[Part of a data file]
START

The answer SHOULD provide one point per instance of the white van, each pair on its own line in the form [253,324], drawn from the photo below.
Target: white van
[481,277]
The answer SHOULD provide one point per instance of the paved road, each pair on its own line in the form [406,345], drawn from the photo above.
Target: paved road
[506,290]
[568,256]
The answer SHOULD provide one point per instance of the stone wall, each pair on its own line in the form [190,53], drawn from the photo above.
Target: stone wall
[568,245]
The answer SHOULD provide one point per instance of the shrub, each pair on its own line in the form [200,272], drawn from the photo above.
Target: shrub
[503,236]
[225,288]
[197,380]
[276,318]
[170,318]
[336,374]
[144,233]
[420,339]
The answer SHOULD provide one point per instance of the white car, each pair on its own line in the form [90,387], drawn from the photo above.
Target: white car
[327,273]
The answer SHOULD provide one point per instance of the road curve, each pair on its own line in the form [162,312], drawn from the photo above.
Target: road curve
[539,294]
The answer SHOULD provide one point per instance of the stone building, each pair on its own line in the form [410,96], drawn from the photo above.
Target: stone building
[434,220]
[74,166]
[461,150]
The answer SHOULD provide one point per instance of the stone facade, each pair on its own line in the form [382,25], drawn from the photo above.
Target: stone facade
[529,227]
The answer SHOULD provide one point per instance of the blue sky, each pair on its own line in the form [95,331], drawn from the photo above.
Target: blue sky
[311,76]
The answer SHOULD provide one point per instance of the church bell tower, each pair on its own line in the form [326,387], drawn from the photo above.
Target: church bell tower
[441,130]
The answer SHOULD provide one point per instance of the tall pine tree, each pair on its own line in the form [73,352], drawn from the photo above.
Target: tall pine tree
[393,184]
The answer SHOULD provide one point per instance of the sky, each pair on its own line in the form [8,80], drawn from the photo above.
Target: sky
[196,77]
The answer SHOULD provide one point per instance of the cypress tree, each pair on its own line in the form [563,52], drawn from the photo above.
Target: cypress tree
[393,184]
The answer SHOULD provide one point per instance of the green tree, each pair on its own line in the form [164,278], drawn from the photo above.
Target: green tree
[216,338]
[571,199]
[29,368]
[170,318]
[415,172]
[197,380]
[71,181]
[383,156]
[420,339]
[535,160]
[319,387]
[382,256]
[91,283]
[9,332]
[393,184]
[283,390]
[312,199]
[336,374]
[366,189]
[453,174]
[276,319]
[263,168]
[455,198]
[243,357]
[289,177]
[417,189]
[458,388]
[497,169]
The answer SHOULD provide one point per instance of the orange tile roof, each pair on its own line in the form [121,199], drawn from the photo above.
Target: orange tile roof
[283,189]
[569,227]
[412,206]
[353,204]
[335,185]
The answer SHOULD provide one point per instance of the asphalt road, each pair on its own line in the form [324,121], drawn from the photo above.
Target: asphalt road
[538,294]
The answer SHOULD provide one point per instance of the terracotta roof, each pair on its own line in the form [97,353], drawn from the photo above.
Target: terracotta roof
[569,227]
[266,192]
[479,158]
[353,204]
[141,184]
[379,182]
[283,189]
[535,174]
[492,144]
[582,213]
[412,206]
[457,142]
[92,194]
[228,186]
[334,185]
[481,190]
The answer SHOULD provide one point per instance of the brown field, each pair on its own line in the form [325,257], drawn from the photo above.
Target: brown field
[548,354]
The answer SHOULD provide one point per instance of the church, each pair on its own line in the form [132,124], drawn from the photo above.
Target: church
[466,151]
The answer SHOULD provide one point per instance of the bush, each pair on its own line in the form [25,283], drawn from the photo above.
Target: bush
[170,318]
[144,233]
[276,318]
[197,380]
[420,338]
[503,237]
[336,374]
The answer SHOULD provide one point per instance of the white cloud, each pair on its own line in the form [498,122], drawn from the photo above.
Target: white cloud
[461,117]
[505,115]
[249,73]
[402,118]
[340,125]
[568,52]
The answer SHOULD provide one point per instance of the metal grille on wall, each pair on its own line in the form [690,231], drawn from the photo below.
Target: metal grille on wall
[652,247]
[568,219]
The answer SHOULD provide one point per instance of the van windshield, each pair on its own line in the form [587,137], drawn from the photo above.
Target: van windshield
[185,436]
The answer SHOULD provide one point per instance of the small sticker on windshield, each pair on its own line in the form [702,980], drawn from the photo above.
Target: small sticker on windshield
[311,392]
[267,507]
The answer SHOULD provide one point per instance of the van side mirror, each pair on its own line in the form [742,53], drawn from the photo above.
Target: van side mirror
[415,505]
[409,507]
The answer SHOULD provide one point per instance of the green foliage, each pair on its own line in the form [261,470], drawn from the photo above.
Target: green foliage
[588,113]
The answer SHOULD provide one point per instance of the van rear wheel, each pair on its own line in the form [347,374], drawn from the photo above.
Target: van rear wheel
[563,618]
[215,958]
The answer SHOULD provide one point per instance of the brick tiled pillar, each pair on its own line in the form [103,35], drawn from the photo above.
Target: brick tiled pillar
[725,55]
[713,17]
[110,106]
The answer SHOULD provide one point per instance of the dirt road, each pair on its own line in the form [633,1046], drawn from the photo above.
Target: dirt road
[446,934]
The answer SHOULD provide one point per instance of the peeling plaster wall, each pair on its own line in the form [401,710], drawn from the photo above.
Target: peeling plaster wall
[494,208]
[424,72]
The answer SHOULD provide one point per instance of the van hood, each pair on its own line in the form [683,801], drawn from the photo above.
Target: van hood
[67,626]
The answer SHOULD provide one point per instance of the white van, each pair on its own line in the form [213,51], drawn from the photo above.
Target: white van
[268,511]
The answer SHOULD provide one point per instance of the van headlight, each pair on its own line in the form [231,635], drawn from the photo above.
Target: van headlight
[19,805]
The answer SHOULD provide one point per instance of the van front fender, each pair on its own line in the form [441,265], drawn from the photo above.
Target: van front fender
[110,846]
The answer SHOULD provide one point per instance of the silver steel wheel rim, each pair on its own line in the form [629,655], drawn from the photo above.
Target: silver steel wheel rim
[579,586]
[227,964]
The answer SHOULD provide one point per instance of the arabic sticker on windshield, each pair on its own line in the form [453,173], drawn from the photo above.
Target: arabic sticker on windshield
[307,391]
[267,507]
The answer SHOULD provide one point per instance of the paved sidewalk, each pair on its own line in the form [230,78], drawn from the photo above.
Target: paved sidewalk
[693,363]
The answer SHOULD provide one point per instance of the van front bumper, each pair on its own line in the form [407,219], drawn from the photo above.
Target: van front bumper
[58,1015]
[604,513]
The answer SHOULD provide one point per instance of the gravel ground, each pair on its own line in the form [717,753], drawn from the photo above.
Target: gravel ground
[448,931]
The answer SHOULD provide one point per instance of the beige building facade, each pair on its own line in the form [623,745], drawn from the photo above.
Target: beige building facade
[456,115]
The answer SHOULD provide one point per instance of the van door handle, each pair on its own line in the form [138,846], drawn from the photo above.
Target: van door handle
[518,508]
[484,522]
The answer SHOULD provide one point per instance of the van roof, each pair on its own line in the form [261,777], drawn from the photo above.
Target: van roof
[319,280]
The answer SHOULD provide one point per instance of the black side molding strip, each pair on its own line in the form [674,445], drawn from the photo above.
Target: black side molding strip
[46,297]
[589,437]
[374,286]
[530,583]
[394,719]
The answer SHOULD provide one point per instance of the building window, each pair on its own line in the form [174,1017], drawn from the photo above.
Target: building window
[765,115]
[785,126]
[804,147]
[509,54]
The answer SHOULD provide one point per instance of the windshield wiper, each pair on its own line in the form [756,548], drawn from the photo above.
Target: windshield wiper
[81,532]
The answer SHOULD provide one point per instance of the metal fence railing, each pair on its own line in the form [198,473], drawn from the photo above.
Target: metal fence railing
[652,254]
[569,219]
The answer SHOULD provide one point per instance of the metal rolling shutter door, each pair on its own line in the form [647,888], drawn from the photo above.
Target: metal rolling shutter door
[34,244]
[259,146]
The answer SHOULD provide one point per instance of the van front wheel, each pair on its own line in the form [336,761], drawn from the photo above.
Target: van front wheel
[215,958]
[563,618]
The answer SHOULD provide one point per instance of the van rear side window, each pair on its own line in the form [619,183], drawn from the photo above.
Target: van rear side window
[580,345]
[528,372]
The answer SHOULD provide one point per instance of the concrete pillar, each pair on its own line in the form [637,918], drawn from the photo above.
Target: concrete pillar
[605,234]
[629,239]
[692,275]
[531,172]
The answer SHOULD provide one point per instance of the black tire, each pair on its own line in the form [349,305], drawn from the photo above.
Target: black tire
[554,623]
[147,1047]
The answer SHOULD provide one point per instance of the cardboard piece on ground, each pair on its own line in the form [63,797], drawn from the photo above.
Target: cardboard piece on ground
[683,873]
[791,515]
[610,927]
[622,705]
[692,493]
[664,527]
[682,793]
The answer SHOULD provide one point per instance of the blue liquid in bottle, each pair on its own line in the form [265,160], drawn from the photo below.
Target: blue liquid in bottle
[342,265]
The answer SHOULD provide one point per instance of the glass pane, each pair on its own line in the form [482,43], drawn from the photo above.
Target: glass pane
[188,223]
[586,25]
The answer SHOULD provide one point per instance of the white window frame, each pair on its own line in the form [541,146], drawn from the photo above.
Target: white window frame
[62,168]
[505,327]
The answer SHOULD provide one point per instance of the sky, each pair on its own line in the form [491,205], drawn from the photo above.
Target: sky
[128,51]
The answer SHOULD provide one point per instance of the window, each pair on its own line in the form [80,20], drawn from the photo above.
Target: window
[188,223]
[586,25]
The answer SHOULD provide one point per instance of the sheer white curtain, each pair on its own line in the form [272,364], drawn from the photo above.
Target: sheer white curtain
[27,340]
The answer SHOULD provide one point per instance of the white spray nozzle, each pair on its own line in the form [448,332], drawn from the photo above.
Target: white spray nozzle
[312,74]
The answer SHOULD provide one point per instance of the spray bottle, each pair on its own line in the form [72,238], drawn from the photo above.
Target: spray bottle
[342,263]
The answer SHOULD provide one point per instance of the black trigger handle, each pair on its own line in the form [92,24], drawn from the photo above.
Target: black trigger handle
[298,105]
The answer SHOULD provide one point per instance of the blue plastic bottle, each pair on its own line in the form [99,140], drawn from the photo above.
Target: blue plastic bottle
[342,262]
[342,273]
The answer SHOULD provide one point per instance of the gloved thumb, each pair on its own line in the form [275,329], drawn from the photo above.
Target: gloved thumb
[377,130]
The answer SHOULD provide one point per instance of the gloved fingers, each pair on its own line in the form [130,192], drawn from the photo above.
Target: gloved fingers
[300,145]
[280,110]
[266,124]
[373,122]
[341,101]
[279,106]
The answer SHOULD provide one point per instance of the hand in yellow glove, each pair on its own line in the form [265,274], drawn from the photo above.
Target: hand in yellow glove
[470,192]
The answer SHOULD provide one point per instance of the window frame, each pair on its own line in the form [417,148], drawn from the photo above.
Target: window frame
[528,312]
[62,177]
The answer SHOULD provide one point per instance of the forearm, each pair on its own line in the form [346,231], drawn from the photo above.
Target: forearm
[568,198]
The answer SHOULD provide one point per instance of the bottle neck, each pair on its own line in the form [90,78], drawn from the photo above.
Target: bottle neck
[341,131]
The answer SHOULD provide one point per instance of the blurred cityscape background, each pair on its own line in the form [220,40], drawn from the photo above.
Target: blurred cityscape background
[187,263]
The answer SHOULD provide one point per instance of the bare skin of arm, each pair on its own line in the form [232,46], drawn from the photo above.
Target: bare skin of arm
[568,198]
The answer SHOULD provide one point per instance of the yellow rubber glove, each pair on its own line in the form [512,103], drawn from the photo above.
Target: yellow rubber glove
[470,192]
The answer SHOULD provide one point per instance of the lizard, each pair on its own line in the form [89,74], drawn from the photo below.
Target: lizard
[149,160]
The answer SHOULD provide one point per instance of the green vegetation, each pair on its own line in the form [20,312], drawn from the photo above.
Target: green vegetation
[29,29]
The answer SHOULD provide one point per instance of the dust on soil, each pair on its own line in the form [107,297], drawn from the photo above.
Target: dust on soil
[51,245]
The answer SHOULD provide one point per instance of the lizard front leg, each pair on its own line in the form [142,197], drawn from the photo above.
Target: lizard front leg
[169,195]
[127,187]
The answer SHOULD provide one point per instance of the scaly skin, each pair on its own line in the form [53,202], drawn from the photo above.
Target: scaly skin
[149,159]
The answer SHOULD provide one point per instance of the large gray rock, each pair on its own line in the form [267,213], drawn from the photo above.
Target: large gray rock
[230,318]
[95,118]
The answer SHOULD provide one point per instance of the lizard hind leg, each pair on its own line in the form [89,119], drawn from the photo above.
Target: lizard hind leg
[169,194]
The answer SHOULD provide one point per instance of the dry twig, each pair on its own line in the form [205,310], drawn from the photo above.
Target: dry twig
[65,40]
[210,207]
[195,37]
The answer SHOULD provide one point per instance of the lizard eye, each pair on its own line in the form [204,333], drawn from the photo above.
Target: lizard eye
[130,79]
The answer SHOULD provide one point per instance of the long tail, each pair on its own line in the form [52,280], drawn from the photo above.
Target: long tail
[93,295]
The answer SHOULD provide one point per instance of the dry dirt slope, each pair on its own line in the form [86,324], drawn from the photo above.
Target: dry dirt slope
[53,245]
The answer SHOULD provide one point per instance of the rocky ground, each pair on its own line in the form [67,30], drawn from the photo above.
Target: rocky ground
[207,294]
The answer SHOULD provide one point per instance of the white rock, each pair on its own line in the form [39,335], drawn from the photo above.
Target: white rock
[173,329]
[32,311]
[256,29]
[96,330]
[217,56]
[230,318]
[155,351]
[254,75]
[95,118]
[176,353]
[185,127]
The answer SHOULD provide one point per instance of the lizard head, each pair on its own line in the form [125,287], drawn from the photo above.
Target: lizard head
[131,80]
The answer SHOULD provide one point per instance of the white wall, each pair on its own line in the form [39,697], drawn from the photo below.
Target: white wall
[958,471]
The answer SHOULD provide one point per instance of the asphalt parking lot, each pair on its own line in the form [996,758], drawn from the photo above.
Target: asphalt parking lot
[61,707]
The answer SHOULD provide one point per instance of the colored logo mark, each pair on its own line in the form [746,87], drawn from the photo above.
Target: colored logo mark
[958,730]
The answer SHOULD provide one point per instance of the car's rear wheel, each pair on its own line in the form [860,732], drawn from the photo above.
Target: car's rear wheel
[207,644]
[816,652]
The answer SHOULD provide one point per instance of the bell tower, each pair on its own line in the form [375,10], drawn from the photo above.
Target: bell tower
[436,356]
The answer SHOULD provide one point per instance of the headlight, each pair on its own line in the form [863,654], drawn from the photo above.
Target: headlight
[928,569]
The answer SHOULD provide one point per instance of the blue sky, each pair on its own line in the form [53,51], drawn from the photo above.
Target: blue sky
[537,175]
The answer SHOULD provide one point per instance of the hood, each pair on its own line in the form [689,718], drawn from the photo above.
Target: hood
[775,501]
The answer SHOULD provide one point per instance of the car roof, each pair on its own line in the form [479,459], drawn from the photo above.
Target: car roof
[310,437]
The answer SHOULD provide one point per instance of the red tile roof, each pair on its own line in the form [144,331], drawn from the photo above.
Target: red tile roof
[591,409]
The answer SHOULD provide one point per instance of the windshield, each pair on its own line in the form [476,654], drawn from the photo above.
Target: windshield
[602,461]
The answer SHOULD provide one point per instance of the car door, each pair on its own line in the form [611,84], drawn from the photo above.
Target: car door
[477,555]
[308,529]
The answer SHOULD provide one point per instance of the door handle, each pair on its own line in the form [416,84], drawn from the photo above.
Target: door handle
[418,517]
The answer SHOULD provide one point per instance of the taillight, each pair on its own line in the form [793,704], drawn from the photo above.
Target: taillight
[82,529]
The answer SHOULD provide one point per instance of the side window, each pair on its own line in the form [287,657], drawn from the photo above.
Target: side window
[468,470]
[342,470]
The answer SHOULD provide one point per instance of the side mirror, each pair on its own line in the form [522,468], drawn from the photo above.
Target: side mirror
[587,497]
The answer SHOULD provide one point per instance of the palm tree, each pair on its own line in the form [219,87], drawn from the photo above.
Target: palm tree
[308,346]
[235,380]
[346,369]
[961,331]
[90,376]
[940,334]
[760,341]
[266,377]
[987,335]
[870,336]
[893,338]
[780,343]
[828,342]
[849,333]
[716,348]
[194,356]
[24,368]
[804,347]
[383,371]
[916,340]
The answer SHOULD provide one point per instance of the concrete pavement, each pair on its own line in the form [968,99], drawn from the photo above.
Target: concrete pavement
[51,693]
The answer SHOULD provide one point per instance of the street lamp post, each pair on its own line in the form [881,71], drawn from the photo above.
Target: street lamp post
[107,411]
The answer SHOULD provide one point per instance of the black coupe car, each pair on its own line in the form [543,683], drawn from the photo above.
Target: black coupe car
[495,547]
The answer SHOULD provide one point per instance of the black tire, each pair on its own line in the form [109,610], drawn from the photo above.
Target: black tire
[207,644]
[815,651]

END

● Challenge: Return the lines from the line containing "[968,99], drawn from the photo above." to the end of the entries above, exactly as they appear and with no other output.

● Expected output:
The answer SHOULD provide one point per instance of the concrete pavement, each pair on its own line in the form [968,99], drawn from the photo above.
Target: concrete pavement
[51,693]
The answer SHOULD provide one point per instance of the street lamp post, each pair on its own line in the form [881,71], drawn from the photo above.
Target: street lamp post
[107,411]
The answer SHOULD provide one point per instance of the black coupe car, each pair on its own line in the form [543,683], drawn from the photo above.
Target: black coupe car
[495,547]
The answer SHOULD provide one point per instance of the black tire, each pair on its own line in the form [109,610], drawn from the photo above.
Target: black tire
[207,644]
[815,651]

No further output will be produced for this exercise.